*Task to complete*: Count the lines of the records that contain the word "plate", and give only the number.

Object point labels
-- start --

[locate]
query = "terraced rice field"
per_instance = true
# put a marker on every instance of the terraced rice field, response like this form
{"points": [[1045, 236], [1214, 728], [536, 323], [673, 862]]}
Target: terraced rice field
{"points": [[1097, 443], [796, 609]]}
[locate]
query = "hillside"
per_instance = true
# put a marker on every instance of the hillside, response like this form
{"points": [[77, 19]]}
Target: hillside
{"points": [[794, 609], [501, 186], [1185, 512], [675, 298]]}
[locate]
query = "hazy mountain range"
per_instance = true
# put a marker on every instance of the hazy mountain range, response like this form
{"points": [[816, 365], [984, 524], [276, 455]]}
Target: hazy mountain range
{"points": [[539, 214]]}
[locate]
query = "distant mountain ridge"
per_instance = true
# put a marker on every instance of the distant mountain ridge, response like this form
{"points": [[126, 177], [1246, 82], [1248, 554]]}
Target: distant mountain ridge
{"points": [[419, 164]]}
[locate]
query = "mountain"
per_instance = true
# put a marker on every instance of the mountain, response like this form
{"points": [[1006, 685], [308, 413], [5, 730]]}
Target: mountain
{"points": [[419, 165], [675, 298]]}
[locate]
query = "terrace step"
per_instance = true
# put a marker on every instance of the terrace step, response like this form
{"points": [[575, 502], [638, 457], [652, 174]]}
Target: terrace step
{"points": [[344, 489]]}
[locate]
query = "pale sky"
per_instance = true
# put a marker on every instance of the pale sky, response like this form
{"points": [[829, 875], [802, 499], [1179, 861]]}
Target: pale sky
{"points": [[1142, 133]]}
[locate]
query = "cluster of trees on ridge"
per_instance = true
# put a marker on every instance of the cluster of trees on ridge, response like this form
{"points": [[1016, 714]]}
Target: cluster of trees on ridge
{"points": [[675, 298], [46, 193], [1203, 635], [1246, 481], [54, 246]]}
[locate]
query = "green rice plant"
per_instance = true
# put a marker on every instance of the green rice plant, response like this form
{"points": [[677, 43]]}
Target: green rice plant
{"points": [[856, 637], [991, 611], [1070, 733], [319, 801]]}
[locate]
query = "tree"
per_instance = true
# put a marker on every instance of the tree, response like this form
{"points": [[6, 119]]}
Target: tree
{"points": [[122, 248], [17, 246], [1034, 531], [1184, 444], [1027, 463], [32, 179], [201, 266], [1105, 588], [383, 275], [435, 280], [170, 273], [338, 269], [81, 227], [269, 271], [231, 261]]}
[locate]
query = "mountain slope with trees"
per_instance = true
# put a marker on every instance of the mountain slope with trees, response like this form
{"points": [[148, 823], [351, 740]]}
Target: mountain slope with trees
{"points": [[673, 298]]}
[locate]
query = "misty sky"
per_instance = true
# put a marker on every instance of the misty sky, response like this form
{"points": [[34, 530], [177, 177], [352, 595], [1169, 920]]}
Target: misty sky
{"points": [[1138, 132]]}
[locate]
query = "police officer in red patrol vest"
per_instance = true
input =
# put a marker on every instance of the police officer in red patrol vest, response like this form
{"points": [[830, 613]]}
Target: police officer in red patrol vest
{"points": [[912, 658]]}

-- end --
-- start --

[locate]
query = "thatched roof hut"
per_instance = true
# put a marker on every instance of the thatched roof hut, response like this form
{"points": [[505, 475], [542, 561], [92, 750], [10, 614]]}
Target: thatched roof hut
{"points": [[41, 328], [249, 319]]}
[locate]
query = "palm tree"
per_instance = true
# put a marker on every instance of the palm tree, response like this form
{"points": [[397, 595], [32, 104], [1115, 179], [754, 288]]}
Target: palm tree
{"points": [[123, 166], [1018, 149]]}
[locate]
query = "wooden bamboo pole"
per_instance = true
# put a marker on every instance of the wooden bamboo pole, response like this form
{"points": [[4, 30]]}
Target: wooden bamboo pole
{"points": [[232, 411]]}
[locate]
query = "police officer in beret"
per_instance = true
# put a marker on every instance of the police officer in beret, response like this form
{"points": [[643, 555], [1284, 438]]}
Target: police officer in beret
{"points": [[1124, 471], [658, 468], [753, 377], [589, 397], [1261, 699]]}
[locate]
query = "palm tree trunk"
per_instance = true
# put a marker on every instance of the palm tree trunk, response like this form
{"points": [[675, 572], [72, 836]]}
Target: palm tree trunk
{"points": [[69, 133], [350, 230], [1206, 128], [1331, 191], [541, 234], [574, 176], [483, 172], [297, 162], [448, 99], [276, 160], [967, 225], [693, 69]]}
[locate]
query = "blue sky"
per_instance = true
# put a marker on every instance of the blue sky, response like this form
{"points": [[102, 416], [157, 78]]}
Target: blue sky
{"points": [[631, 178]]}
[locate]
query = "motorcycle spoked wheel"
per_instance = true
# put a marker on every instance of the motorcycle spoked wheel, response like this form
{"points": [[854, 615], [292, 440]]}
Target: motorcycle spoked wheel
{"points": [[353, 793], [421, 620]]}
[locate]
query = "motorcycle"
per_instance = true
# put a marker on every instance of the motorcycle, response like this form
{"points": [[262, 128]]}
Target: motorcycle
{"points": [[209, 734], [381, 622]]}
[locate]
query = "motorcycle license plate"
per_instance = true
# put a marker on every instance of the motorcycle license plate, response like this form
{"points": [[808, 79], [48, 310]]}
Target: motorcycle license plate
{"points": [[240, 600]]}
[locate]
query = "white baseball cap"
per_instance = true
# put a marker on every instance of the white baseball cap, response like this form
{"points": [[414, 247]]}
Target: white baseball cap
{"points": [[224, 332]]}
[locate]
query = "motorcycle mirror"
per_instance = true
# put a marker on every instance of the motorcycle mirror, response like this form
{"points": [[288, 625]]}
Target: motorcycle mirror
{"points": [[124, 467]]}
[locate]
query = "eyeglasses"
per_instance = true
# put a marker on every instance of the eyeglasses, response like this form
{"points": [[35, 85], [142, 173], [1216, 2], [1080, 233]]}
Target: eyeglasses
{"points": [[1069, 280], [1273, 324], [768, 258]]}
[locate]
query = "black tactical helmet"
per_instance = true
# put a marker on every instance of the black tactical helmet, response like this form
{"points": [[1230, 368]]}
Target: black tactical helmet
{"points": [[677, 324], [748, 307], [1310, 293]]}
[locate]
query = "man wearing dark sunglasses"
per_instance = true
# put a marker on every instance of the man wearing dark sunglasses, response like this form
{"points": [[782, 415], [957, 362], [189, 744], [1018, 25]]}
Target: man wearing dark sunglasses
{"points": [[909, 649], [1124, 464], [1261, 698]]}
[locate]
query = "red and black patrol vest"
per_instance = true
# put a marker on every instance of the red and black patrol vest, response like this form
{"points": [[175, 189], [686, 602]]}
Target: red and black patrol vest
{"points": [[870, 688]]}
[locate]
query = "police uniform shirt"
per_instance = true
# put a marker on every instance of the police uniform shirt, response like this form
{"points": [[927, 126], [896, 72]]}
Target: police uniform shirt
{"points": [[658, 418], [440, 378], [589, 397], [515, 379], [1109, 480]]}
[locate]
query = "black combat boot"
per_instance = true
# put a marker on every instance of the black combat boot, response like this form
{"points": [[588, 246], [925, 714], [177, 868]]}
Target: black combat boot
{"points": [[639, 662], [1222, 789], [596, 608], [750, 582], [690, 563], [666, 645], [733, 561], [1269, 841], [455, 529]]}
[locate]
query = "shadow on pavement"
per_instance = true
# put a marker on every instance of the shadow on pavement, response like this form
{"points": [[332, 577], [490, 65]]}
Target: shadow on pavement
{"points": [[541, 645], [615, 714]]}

-- end --

*Finished answer*: 3